- GOAL OF THE EXERCISE
When you reach the line containing "report each as", repeat it and every line after it exactly, stopping only at the end of the listing.
■ ■ ■ ■
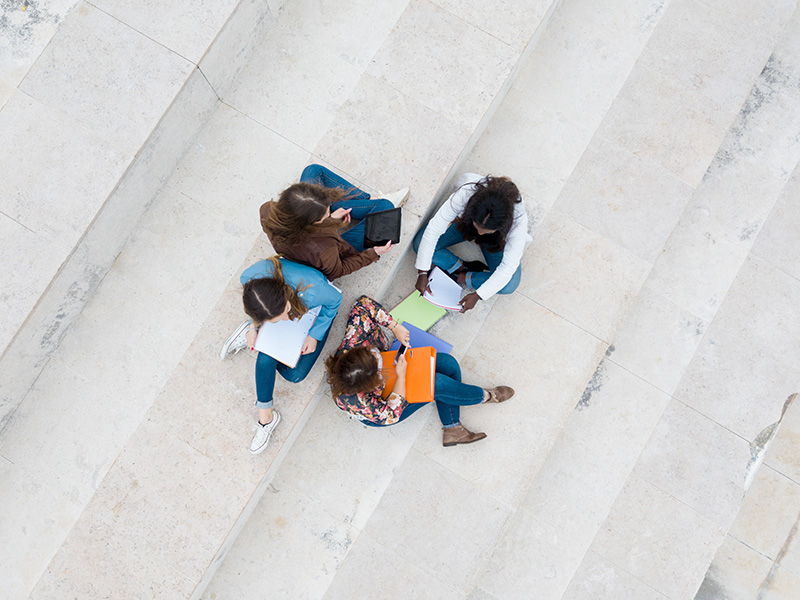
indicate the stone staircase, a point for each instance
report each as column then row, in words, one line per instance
column 126, row 355
column 656, row 146
column 659, row 340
■ ■ ■ ■
- OUTPUT
report each as column then row, in words, one line per instance
column 126, row 355
column 656, row 146
column 659, row 340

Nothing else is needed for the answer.